Print the portion of the passage on the Peasant War below verbatim. Begin at the words "I return to" and stop after the words "reaped its profits.".

EXCERPTED PASSAGE
◆ ◆ ◆ ◆ ◆ ◆ ◆
Accordingly, in comparison with the uprising of the peasants as well as that of the nobles under Franz von Sickingen—both of which had the principle in common of basing participation in the government, more definitely than had before been the case, upon landholding—the rising monarchical idea was relatively a justifiable and revolutionary factor, since it was based upon the idea of a state sovereignty independent of landholding, representing the national idea independent of private property relations; and it was just this which gave it the power for a victorious development and for the suppression of the uprising of the peasants and the nobles.

I have gone into this point somewhat explicitly, in the first place to show the reasonableness and the progress of liberty in the development of history, even by an example in which this is not at all evident on superficial observation; in the second place, because historians are still far from recognizing this reactionary character of the peasant uprising and the reason for its failure, which lay chiefly in this aspect; but, rather deceived by external appearances, they have considered the Peasant War a truly revolutionary movement.

Finally, in the third place, because at all ages this phenomenon is frequently repeated—that men who do not think clearly (among whom are often found those apparently most highly educated, even professors) have fallen into the tremendous mistake of taking for a new revolutionary principle what is only a more logical and clear expression of the thought of a period and of institutions which are just passing away.

Gentlemen, let me warn you against such men, who are revolutionists only in their own imaginations, and such tendencies, because we shall have them in the future as we have had them in the past. We can also derive consolation from the fact that the numerous movements which, after momentary success, have immediately, or in a short time, come to naught again, which we find in history and which may cloud the superficial vision of many a patriot with gloomy forebodings, have never been revolutionary movements except in imagination. A true revolutionary movement, one which rests upon a really new idea, as the more thoughtful man can prove from history to his consolation, has never yet failed, at least not permanently.

I return to my main subject. If the Peasant Wars are revolutionary only in imagination, what was really and truly revolutionary at that time was the advance in manufacturing—the production of the middle class, the constantly developing division of labor, and the resulting wealth in capital, which accumulated exclusively in the hands of the middle class because it was just this class that devoted itself to production and reaped its profits.

It is usual to date the end of the Middle Ages and the beginning of modern history from the Reformation—accordingly, from the year 1517. This is correct in the sense that, in the two centuries immediately following the Reformation, a slow, gradual, and unnoticed change took place, which completely transformed the aspect of society and accomplished within it a revolution that later, in 1789, was merely proclaimed, not actually produced, by the French Revolution.
◆ ◆ ◆ ◆ ◆ ◆ ◆
SUPPLIED MATERIAL
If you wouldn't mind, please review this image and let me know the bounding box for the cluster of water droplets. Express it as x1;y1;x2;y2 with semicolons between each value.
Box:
◆ ◆ ◆ ◆ ◆ ◆ ◆
WRITTEN ANSWER
I return to my main subject. If the Peasant Wars are revolutionary only in imagination, what was really and truly revolutionary at that time was the advance in manufacturing—the production of the middle class, the constantly developing division of labor, and the resulting wealth in capital, which accumulated exclusively in the hands of the middle class because it was just this class that devoted itself to production and reaped its profits.